[Bounding-box records]
- - -

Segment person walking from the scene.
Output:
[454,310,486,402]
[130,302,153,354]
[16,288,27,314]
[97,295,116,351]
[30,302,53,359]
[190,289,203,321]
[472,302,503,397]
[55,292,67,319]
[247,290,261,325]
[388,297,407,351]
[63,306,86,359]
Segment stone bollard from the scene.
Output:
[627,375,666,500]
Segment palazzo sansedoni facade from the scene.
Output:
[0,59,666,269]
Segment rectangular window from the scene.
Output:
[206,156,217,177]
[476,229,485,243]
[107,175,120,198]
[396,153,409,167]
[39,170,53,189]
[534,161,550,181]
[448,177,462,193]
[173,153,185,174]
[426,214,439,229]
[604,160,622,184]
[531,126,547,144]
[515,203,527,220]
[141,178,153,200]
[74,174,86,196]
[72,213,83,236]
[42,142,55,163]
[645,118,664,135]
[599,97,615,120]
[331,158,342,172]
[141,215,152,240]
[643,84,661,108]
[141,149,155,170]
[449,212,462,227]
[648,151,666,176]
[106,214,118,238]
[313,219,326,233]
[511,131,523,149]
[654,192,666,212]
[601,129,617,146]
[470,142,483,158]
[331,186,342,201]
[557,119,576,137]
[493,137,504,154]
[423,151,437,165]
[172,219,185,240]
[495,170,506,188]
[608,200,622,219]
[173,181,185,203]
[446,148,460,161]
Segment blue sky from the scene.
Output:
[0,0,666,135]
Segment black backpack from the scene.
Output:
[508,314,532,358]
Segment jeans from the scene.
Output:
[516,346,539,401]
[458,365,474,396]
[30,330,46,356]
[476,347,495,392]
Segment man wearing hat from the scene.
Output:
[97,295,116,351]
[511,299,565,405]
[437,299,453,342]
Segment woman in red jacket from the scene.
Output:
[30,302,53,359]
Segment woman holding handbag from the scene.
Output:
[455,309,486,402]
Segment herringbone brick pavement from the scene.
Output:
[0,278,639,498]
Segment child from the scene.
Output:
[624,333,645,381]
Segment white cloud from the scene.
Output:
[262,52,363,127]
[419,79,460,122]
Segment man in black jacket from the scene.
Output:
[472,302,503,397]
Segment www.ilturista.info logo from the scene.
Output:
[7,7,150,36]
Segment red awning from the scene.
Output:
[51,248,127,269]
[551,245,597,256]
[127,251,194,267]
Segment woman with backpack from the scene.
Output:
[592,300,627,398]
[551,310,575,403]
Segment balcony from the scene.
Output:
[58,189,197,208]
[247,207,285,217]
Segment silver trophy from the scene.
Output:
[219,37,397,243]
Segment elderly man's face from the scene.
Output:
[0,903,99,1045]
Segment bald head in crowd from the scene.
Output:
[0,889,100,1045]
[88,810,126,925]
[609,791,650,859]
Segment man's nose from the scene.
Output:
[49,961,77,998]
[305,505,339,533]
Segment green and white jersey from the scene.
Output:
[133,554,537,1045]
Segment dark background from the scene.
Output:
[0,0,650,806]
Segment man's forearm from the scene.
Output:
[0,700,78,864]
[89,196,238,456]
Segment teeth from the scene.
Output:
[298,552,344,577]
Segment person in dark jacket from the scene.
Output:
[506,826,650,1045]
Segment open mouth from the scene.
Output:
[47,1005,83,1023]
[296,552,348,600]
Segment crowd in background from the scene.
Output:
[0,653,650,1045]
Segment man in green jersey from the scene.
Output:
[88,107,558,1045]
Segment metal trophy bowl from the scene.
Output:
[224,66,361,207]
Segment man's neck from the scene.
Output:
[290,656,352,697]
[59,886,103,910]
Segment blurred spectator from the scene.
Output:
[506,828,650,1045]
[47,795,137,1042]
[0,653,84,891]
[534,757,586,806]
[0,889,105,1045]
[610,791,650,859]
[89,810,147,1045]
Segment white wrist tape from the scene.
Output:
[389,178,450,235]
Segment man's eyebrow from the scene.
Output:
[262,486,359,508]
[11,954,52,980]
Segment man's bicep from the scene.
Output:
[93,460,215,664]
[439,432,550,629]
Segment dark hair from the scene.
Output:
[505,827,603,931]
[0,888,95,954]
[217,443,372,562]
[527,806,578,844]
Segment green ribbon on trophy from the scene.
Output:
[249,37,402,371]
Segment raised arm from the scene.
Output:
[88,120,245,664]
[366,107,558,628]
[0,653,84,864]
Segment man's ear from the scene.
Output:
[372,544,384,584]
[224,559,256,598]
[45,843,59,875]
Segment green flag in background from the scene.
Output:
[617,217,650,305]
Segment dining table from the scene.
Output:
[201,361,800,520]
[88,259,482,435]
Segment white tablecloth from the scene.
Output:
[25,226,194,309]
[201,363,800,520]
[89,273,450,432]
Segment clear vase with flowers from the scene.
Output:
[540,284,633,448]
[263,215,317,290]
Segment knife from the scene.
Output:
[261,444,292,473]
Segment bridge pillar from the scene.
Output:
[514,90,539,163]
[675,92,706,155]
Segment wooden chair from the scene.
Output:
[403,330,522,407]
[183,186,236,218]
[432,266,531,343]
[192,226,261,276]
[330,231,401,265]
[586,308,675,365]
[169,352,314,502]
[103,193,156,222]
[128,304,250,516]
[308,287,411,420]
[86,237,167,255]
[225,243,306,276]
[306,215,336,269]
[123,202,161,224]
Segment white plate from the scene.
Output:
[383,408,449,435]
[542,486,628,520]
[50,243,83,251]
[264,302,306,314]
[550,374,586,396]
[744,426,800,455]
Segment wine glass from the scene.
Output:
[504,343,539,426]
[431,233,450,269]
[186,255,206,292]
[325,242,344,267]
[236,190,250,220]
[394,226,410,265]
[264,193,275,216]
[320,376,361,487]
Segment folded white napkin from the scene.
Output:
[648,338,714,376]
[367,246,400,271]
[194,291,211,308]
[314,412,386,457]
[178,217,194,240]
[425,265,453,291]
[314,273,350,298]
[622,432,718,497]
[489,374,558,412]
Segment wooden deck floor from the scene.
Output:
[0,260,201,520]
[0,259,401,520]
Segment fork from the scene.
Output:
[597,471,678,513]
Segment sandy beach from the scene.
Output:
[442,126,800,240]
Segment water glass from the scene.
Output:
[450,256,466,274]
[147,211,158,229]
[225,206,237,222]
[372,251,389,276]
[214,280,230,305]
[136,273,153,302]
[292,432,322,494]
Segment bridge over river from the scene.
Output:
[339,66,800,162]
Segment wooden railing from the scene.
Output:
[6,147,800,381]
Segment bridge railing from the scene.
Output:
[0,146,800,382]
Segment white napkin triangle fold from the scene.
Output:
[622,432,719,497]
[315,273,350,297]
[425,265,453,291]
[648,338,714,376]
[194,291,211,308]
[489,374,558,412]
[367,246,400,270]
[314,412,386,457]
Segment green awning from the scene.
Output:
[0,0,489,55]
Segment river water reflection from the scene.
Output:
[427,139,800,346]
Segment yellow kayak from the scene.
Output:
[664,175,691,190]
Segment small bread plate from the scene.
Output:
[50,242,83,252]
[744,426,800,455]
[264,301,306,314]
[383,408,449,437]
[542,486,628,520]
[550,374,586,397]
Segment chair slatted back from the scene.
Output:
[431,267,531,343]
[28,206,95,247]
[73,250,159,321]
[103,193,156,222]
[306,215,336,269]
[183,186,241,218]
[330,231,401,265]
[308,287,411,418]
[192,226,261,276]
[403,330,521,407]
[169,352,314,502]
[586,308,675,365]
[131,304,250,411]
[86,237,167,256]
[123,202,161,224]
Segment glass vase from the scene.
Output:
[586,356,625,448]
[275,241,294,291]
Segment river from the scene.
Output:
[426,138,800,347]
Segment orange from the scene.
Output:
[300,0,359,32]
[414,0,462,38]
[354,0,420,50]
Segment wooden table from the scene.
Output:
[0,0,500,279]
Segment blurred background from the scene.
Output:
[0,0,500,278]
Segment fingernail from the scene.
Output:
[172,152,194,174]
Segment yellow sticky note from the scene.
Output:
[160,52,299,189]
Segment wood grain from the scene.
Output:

- - -

- _Problem to solve_
Convert the listing lines into a JSON list of strings, one string per line and no blank lines, beginning at the line containing "Segment child from the scene." and stopping after the line containing "[219,37,397,243]".

- _Final result_
[
  "Segment child from the scene.",
  "Output:",
  "[624,333,645,381]",
  "Segment white cloud from the scene.",
  "Output:",
  "[262,52,363,127]",
  "[419,79,460,122]",
  "Segment man in black jacket from the scene.",
  "Output:",
  "[472,302,503,397]",
  "Segment www.ilturista.info logo from the scene.",
  "Output:",
  "[7,7,150,36]",
  "Segment red awning from the scene.",
  "Output:",
  "[51,248,127,269]",
  "[551,245,597,256]",
  "[127,251,194,267]",
  "Segment woman with backpack from the scene.",
  "Output:",
  "[592,300,627,398]",
  "[551,310,575,403]",
  "Segment balcony from the scene.",
  "Output:",
  "[58,189,197,208]",
  "[247,207,285,217]",
  "Segment silver trophy from the scene.",
  "Output:",
  "[219,37,397,243]"
]